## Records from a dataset
──────────
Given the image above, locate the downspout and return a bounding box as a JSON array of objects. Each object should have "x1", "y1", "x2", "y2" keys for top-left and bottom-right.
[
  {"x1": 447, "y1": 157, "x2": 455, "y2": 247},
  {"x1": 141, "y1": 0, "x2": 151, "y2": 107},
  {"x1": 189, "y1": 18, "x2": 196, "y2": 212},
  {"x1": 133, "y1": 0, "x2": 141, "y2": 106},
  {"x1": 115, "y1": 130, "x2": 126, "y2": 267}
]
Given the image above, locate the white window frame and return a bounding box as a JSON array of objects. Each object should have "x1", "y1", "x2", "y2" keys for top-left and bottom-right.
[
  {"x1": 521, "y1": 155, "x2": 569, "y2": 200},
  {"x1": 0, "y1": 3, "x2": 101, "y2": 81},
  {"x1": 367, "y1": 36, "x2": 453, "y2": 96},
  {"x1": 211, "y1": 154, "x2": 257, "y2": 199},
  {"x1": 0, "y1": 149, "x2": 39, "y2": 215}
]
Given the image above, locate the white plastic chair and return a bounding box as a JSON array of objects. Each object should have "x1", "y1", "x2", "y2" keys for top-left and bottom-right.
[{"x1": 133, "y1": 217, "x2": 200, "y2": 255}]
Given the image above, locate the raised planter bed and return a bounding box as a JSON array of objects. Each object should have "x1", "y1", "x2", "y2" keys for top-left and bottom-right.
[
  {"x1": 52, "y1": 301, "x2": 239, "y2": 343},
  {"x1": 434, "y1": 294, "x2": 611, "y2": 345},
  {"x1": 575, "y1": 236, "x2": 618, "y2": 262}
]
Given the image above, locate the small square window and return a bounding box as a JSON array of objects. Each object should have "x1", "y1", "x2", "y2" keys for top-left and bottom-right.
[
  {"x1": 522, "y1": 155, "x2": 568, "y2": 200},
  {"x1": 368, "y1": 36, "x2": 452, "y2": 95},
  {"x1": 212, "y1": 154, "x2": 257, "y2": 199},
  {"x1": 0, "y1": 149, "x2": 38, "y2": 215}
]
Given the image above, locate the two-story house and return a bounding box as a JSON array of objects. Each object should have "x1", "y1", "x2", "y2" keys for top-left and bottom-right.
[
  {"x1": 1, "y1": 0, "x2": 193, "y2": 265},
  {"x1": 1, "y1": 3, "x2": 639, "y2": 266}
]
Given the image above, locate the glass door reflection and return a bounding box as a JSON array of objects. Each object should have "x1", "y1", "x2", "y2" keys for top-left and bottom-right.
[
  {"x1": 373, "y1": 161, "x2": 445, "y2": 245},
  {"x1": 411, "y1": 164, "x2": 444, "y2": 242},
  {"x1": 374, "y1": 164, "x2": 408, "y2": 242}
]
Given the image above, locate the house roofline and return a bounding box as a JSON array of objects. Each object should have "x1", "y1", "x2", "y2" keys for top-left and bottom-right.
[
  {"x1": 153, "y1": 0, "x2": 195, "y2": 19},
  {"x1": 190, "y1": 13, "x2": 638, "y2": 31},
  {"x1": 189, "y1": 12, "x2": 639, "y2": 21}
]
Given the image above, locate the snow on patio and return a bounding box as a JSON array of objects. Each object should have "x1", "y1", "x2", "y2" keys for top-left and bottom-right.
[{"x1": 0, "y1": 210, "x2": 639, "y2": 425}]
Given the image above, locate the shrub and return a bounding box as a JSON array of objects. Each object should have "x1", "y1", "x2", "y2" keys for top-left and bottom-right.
──────────
## Problem requirements
The lines from the one containing "Given the image above, locate the glass" through the last line of the records are the answer; set them down exactly and add nothing.

## Result
Given the image above, locate the glass door reflection and return a bounding box as a JSON array of objects. Each object should have "x1", "y1", "x2", "y2" keys for top-left and bottom-right.
[
  {"x1": 373, "y1": 161, "x2": 445, "y2": 245},
  {"x1": 411, "y1": 164, "x2": 444, "y2": 242},
  {"x1": 374, "y1": 164, "x2": 408, "y2": 242}
]
Given the image above, locate the house roofline and return a bounding box as a JSON array of objects. Each object should have "x1", "y1", "x2", "y2" keys for top-left and bottom-right.
[
  {"x1": 153, "y1": 0, "x2": 195, "y2": 19},
  {"x1": 190, "y1": 13, "x2": 638, "y2": 31},
  {"x1": 189, "y1": 12, "x2": 639, "y2": 21}
]
Given the image above, locate the snow on patio and return a bounding box as a JSON array of objects. Each object should have "x1", "y1", "x2", "y2" keys for top-left and bottom-right.
[{"x1": 0, "y1": 210, "x2": 639, "y2": 425}]
Given the image above, locate the shrub and return a bounding box as a JSON array of objects. Each object should have "x1", "y1", "x2", "y2" keys for top-left and bottom-right.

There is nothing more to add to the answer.